Excerpt provided
Interoception is the least known sensory system that the most people should be talking about.

April is Autism Awareness Month. While many things are still unknown about Autism Spectrum Disorder, researchers, therapists, and the loved ones of those affected are working each day to unravel the mysteries surrounding it. Emily Mason, an occupational therapist at Keystone Pediatric Therapies, works with children and adolescents who live with autism and other medical conditions, and helps them develop the skills they need to be successful and to lead a better quality of life.

One challenge that comes with autism and some other disorders is the ability to process sensory information. In today’s article, Emily shares some information about interoception – the least known sensory system.

What is interoception?

To put it simply, interoception is the sense that allows people to feel internal sensations within their bodies. There are receptors located throughout the inside of our bodies such as in the stomach, heart, lungs, muscles, etc. These receptors pick up on signals within the body, which are then sent to the brain to be translated into body states such as hunger, thirst, being sick, tired, having to use the bathroom, etc.

For example, your body may feel your stomach growl and your brain start to feel foggy. That message is sent to your brain, and your brain interprets it as feeling hungry. You then are able to act on that signal, such as by going to get a snack or having a meal.

So, is the interoceptive system also connected to feeling emotions?

Yes! Our bodies pick up on internal cues and sensations that are also linked to emotional experiences. In most cases, each emotion feels differently within the body.

Exercise details
Could you extend the article on interoception, starting right after its last sentence? The data has nothing to do with the work on the interoception article.

Dataset
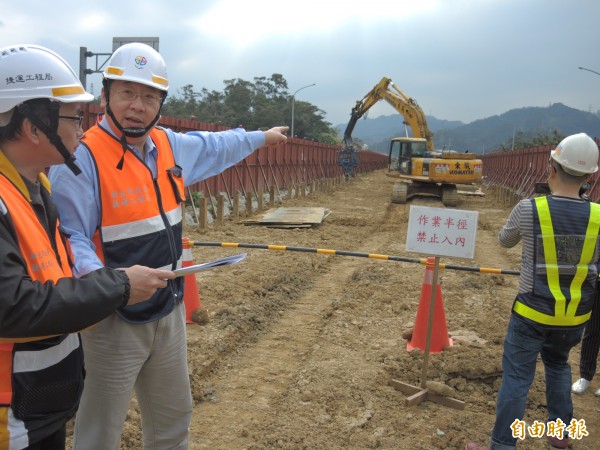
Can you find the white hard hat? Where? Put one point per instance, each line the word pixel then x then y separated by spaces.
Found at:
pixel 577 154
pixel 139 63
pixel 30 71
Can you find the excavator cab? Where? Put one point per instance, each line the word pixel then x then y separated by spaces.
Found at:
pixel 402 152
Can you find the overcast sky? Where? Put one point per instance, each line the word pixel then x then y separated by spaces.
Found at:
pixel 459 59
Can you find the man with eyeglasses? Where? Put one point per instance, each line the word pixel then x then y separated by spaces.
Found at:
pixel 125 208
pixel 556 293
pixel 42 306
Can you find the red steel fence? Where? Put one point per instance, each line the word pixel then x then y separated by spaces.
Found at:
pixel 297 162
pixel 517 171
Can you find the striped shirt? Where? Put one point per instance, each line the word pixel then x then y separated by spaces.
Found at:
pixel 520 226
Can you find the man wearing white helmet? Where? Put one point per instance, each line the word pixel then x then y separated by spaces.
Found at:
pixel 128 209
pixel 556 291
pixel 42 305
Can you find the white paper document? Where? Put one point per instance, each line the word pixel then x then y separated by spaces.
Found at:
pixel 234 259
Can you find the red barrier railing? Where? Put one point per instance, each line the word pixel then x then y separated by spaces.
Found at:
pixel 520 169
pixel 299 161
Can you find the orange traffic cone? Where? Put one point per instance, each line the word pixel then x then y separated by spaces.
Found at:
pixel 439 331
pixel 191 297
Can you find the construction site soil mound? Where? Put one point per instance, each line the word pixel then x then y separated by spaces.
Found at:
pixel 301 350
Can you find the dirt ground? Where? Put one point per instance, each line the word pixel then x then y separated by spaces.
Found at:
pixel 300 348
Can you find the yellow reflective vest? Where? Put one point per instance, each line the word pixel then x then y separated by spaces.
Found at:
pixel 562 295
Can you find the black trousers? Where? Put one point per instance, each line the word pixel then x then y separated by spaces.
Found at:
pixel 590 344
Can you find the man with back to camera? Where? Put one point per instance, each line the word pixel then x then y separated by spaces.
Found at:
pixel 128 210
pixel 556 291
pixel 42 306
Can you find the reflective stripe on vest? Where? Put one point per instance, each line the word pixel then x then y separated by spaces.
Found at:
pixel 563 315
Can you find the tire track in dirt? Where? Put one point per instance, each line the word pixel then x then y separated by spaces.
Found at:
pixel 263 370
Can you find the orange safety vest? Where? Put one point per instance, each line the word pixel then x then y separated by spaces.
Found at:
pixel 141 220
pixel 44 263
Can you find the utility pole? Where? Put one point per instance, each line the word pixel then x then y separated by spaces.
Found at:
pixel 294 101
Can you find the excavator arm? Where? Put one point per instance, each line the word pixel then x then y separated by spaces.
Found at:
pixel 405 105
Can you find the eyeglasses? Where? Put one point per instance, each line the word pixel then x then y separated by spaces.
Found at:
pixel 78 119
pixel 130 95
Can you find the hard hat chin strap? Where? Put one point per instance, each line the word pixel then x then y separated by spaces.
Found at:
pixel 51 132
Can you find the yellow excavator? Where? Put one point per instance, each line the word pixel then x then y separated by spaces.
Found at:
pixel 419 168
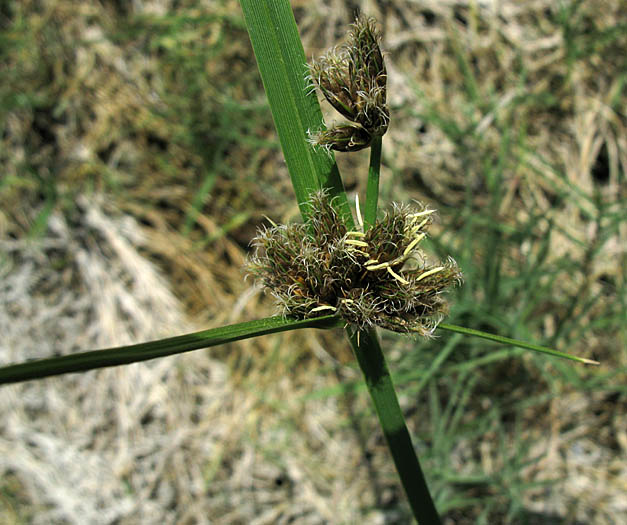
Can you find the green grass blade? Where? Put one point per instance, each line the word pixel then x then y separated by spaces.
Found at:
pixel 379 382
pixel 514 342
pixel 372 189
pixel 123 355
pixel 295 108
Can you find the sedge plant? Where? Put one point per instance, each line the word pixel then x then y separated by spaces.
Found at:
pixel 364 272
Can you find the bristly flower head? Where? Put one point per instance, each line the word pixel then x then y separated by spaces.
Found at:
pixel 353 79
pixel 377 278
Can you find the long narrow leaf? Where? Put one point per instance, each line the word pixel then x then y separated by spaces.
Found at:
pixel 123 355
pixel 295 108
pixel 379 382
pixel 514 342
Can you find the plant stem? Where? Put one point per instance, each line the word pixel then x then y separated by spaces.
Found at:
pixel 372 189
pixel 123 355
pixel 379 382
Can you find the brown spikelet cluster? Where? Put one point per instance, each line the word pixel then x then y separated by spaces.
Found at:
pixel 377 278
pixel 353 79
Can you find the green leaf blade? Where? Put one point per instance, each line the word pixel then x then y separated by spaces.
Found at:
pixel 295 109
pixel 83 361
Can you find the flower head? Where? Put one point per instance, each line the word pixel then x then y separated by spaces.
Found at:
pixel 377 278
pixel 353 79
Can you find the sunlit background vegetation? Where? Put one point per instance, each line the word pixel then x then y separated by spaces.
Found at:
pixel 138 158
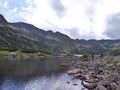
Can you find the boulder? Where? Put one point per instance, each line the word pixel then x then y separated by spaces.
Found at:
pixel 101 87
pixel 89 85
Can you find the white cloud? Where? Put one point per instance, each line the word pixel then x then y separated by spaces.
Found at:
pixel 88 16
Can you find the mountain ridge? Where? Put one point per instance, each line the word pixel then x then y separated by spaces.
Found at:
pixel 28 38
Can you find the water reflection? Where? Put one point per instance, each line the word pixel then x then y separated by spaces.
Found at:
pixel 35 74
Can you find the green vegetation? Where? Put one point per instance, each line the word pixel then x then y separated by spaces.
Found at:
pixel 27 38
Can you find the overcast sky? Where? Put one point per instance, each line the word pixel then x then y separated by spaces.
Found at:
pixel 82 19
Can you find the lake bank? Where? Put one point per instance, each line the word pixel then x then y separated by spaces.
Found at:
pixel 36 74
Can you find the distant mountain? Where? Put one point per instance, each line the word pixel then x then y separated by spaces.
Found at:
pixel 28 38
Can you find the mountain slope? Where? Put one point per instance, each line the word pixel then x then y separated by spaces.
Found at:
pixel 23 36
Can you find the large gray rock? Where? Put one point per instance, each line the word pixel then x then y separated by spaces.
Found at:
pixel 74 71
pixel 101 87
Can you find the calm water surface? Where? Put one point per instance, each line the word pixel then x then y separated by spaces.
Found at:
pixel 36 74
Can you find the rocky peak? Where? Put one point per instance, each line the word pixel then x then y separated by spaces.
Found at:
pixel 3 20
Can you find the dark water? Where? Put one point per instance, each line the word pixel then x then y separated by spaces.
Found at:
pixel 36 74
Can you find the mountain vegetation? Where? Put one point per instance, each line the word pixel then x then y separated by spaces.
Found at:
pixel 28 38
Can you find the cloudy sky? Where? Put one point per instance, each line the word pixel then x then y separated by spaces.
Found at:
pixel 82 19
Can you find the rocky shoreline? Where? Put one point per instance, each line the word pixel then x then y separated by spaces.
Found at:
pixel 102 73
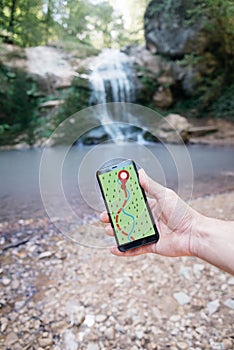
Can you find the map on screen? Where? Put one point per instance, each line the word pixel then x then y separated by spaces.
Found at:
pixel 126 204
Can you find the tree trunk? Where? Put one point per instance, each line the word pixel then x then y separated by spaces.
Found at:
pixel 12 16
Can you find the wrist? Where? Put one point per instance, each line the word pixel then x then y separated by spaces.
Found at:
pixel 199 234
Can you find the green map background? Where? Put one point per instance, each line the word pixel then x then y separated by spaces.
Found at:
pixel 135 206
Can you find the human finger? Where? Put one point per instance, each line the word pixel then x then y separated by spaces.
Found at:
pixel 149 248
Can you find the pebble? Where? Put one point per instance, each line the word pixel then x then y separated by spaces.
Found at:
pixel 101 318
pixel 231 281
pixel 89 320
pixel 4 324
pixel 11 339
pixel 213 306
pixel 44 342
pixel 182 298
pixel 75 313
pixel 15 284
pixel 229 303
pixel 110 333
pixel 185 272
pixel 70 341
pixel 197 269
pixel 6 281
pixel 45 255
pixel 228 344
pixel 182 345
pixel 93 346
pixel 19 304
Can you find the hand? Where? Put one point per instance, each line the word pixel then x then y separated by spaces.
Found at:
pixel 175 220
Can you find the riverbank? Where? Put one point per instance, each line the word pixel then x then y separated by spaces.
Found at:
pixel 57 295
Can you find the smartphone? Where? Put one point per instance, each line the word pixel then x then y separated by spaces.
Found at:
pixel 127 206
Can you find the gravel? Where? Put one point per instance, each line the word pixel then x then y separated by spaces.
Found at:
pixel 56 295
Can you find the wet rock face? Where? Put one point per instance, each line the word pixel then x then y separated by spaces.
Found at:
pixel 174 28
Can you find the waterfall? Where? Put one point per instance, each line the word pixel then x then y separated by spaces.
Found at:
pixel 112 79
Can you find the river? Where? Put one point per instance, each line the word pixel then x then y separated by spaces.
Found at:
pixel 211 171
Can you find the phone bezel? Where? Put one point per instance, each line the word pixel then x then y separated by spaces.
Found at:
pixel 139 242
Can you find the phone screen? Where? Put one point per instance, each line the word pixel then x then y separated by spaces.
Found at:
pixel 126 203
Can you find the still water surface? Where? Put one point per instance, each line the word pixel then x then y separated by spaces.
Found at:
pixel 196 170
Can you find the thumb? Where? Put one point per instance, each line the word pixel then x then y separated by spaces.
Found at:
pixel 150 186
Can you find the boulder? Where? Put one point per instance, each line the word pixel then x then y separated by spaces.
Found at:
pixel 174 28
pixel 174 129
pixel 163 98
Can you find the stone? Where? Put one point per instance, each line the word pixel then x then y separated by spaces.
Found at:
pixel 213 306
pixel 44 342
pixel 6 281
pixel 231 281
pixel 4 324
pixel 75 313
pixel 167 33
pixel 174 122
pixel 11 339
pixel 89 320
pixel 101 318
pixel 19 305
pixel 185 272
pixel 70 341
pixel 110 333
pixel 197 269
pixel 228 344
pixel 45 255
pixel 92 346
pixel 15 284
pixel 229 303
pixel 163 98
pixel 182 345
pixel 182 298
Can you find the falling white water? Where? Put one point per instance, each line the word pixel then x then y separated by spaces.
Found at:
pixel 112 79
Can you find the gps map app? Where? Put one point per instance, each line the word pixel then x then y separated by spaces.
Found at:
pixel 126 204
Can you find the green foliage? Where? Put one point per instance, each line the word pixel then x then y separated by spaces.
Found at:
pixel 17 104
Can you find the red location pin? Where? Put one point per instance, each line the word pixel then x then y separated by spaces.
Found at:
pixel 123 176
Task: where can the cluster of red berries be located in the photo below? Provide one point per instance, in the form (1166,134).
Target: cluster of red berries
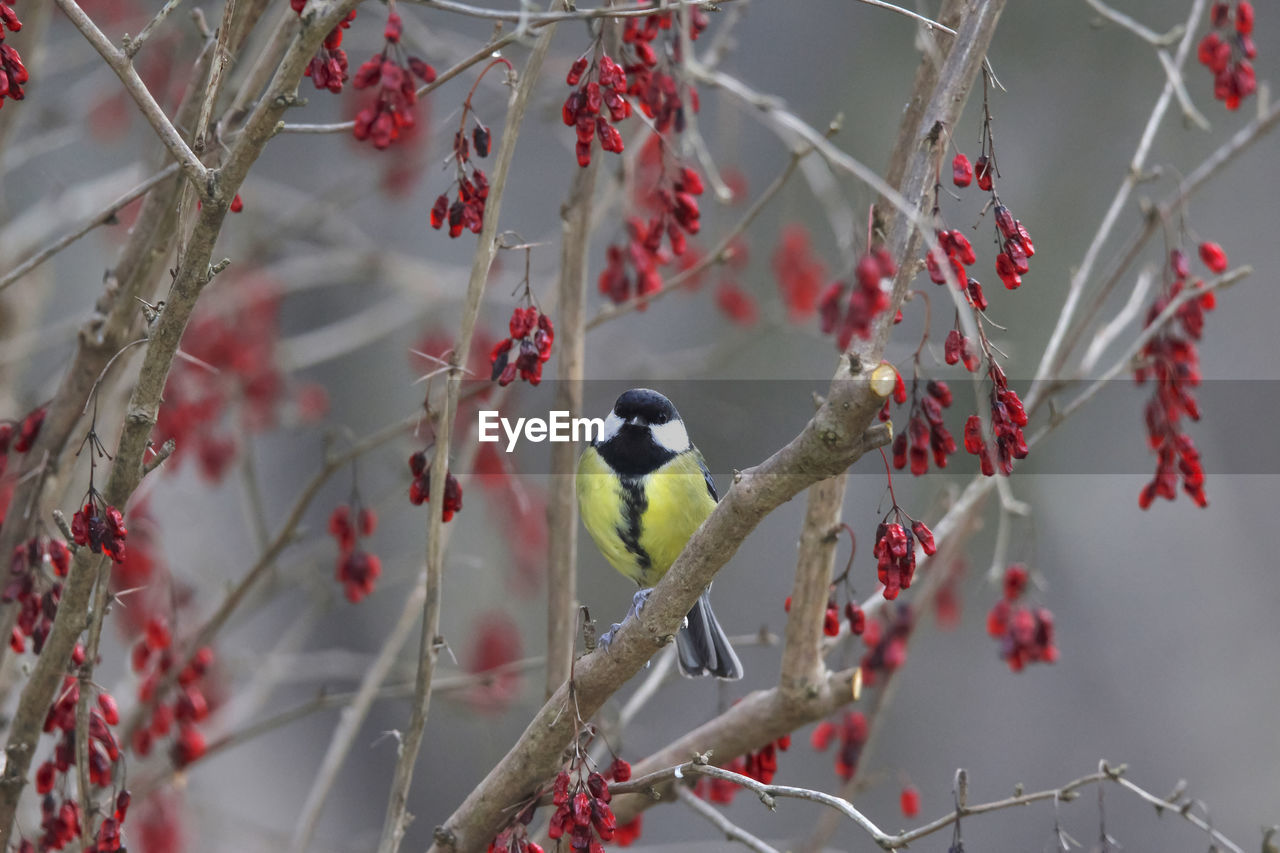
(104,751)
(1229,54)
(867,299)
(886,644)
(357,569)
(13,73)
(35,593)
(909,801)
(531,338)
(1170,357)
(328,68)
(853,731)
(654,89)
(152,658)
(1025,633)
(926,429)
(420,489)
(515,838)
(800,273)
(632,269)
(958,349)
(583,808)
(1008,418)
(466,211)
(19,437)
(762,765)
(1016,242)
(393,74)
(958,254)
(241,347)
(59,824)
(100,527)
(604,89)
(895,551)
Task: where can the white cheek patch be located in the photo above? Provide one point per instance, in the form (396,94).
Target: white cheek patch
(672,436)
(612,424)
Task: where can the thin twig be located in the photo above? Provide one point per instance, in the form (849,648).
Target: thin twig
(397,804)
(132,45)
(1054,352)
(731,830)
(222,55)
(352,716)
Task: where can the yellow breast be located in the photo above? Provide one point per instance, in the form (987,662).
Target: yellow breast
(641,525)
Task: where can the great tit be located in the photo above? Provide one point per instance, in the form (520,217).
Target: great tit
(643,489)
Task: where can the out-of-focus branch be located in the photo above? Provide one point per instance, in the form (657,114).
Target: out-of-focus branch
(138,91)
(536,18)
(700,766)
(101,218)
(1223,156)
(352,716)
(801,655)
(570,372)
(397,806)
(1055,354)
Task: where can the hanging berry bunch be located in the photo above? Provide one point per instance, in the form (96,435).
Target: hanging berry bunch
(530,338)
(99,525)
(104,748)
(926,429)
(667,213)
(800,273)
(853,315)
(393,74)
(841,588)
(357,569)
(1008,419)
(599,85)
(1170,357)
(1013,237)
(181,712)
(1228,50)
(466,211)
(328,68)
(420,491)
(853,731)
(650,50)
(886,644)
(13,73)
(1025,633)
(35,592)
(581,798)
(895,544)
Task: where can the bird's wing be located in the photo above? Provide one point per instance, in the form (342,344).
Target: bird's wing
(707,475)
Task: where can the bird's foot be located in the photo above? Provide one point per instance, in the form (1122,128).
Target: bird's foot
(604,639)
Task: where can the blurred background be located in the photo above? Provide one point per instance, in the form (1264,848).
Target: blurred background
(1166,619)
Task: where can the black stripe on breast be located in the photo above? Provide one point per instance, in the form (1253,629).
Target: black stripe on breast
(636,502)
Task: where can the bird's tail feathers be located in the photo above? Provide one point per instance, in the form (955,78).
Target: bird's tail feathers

Response to the exercise
For example, your muscles may be tense, your heart may be racing, your face may feel hot and your voice may be yelling. Your body picks up on these internal cues and again, sends them to your brain to be interpreted – in this case, interpreted as feeling angry. At this point, you are able to utilize coping skills to return your body to a calm state.

What does interoception have to do with self-regulation?

Having good interoceptive awareness is critical for self-regulation. When a person feels discomfort, whether it be from hunger, anger, feeling cold, etc., they are urged to act in order to remediate that discomfort. This action may come in the form of utilizing coping skills, getting a snack/drink, going to the bathroom, etc. The urge to act and self-regulate is dependent upon being aware of the internal sensations, which is what we call Interoceptive Awareness (IA).

What happens if a person does not have good interoceptive awareness (IA)?

Individuals with poor IA have increased difficulty regulating their body states and emotions. If you do not notice the sensations that communicate you are becoming anxious, you are not going to implement any coping skills to help self-regulate. Therefore, that individual will become more and more anxious until they have a panic attack or breakdown. The individual may know what coping skills to use when anxious; however, if they cannot feel when they are anxious, they cannot use the coping skills and they become ineffective. This same concept can be applied to anger, sadness, etc.

Is there a connection between autism and poor IA?

While there is limited research on the link between autism and poor interoceptive awareness, evidence suggests that interoception may be a critical piece that is being overlooked during the treatment of individuals with autism. Poor IA is connected to many difficulties that these individuals face on a day-to-day basis such as difficulty with self-regulation, social skills, etc.

Can therapy help?

Occupational therapists can work with individuals with poor IA to increase awareness of internal body signals and give those signals meaning. If the individual has increased awareness of his or herself, it can lead to greater awareness of their environment and others. Overall, this can lead to improved quality of life and greater participation in daily activities.

 

This article contains general information only and should not be used as a substitute for professional diagnosis, treatment or care by a qualified health care provider.